◆ Your task
Could you write out the data again from its start through the line containing "M306 73L317 74L317", swapping "railing" for "guardrail", changing nothing else, and omitting the pictures?

◆ Exercise materials
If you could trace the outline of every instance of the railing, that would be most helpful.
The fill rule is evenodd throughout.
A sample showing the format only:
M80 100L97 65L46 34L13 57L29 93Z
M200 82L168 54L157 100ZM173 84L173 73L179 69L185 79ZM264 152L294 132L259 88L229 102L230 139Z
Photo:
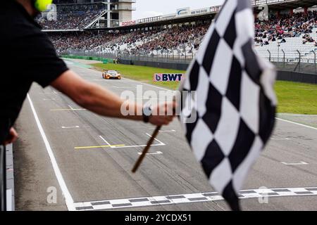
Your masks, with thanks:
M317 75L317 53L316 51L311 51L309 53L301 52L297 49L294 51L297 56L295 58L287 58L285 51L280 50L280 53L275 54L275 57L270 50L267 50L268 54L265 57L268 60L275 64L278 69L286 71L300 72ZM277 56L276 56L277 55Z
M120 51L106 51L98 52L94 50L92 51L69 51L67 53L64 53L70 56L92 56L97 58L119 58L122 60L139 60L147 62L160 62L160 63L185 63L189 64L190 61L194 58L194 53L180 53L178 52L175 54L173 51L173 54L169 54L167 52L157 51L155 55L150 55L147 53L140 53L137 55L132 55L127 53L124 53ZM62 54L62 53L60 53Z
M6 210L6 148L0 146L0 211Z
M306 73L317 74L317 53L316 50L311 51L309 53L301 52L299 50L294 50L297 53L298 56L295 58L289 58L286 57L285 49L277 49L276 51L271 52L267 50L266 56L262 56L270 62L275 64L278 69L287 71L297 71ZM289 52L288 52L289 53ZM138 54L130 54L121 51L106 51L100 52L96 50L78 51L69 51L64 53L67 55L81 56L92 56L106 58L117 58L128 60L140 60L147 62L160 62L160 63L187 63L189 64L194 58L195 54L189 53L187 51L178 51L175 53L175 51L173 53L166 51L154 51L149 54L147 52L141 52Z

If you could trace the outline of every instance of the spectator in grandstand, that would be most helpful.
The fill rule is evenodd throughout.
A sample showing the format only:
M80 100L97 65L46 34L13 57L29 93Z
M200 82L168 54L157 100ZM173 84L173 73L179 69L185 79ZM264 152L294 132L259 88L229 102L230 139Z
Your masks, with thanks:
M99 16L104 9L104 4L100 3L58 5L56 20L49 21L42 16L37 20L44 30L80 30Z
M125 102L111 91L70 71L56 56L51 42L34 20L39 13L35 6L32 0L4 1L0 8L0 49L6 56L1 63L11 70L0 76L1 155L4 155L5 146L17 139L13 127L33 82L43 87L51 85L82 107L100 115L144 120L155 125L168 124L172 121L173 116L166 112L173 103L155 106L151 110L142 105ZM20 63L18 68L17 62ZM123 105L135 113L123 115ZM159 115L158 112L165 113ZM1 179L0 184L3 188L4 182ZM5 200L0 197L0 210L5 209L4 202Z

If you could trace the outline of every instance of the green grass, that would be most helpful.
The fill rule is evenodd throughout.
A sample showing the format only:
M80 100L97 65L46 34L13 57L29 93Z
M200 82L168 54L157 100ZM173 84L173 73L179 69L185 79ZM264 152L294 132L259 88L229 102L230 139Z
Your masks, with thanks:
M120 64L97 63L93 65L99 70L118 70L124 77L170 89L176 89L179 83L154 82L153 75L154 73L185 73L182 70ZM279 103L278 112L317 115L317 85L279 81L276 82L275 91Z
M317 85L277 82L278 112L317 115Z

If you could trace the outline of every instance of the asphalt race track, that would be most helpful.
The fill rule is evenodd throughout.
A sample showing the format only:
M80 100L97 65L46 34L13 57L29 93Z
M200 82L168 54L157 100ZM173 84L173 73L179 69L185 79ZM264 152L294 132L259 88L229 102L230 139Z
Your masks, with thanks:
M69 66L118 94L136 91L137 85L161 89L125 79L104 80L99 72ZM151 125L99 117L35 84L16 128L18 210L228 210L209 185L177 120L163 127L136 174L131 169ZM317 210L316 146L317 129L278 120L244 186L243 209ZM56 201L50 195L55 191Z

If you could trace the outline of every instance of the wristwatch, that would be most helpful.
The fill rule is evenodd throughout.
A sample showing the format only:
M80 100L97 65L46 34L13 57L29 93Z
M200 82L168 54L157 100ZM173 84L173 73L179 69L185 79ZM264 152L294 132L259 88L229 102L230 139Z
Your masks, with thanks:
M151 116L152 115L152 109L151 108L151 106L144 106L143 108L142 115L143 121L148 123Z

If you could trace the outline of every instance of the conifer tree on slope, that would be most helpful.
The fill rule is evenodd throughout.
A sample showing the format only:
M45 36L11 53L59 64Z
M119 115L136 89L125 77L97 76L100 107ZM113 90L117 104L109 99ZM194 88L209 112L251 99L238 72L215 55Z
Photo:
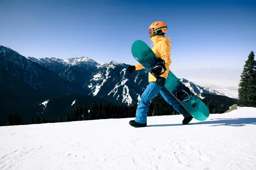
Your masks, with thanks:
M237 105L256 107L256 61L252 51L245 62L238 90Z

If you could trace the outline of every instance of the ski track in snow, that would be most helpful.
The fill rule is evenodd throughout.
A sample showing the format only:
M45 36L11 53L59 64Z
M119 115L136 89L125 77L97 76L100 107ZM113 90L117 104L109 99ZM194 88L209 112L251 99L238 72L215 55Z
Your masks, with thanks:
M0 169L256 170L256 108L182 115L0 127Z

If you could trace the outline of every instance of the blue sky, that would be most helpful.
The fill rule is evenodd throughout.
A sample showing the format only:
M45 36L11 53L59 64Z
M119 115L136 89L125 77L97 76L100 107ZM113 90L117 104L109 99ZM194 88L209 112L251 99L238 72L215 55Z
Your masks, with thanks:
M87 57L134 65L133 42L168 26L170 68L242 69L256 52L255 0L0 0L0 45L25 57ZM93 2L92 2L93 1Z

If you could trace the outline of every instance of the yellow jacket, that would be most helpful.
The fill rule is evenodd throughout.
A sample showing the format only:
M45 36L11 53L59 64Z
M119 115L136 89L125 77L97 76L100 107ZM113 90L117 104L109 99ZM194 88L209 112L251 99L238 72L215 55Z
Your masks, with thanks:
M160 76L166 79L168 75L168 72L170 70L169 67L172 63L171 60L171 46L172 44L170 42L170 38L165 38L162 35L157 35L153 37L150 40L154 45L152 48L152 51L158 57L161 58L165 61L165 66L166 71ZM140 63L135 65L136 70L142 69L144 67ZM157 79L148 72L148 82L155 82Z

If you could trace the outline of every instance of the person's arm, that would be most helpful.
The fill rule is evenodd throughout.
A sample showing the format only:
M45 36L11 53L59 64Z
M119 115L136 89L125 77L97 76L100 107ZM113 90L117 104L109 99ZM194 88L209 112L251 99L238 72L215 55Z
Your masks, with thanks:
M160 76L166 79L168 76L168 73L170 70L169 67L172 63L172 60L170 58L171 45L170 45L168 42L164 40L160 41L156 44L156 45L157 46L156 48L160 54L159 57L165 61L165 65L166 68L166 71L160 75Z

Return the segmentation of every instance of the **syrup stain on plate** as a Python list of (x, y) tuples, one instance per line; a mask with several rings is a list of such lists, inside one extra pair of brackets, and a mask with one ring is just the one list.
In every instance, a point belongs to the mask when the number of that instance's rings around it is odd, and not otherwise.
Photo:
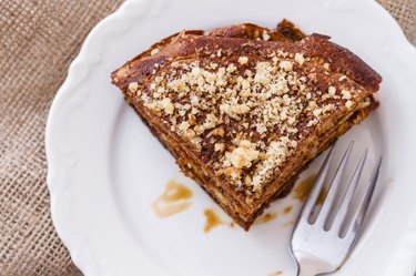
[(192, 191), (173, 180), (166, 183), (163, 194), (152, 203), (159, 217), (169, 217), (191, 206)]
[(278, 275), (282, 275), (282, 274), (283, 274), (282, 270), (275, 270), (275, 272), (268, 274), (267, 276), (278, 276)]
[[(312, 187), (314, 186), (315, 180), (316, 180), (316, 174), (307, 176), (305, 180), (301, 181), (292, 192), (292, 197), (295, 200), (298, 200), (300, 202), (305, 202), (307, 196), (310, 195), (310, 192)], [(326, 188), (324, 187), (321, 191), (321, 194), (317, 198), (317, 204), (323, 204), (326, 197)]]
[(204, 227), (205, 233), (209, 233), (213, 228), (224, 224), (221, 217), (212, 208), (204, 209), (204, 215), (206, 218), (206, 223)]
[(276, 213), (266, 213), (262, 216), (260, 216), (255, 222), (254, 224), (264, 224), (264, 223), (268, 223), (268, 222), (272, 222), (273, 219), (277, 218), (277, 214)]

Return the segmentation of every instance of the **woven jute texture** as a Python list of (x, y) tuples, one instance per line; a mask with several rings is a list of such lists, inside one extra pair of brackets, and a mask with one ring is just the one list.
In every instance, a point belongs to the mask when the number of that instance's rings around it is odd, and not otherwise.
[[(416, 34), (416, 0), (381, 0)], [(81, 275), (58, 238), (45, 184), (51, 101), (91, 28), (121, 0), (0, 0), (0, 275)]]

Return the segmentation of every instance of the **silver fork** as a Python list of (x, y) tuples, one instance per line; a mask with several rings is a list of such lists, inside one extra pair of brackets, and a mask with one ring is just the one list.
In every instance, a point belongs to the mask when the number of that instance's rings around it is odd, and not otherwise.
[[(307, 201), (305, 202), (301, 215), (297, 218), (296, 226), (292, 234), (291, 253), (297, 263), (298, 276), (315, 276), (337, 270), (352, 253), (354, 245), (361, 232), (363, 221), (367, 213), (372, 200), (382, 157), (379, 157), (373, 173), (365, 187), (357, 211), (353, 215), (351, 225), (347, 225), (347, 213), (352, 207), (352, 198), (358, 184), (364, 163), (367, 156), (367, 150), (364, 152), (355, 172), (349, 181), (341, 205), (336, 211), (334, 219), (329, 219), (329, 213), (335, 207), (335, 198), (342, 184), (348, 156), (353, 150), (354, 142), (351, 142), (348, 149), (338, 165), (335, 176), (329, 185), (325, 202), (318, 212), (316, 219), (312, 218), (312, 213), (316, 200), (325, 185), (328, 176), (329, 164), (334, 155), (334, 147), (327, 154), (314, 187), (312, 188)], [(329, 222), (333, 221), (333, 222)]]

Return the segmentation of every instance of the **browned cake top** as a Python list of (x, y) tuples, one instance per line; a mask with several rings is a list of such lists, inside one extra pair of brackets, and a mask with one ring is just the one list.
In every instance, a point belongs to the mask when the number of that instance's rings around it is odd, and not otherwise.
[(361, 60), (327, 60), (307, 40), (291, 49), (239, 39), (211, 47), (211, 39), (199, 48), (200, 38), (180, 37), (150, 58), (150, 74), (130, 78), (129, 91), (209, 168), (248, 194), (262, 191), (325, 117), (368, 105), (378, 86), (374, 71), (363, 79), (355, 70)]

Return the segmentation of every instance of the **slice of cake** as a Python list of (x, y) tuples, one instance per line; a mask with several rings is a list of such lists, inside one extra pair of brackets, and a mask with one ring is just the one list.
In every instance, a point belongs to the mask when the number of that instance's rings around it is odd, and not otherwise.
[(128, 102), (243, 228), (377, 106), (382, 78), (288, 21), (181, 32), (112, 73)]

◆ Expected answer
If you could trace the outline of every instance of the guardrail, that would be most helpful.
The fill rule is evenodd throughout.
A sample showing the format only:
M80 100L97 65L46 34L13 57L29 93Z
M200 82L168 54L157 100ZM173 84L173 73L179 69L185 79ZM264 152L294 132L259 88L229 102L230 139Z
Photo:
Your masks, with thanks:
M317 75L317 53L316 51L311 51L309 53L301 52L297 49L294 51L297 56L295 58L287 58L285 51L280 50L280 53L275 54L275 57L270 50L267 50L268 54L265 57L268 60L275 64L278 69L286 71L300 72ZM277 56L276 56L277 55Z
M120 51L106 51L98 52L94 50L92 51L69 51L67 53L64 53L70 56L92 56L97 58L119 58L122 60L139 60L147 62L160 62L160 63L185 63L189 64L190 61L194 58L194 53L180 53L178 52L175 54L173 51L173 54L169 54L167 52L157 51L155 55L150 55L147 53L140 53L137 55L132 55L127 53L124 53ZM62 54L62 53L60 53Z
M6 210L6 148L0 146L0 211Z
M306 73L317 74L317 53L316 50L311 51L309 53L301 52L299 50L294 50L297 53L298 56L295 58L289 58L286 57L285 49L277 49L276 51L271 52L267 50L266 56L262 56L270 62L275 64L278 69L287 71L297 71ZM289 52L288 52L289 53ZM138 54L130 54L121 51L106 51L100 52L96 50L78 51L69 51L64 53L67 55L81 56L92 56L106 58L117 58L128 60L140 60L147 62L160 62L160 63L187 63L189 64L194 58L195 54L189 53L187 51L178 51L175 53L175 51L173 53L166 51L154 51L149 54L147 52L141 52Z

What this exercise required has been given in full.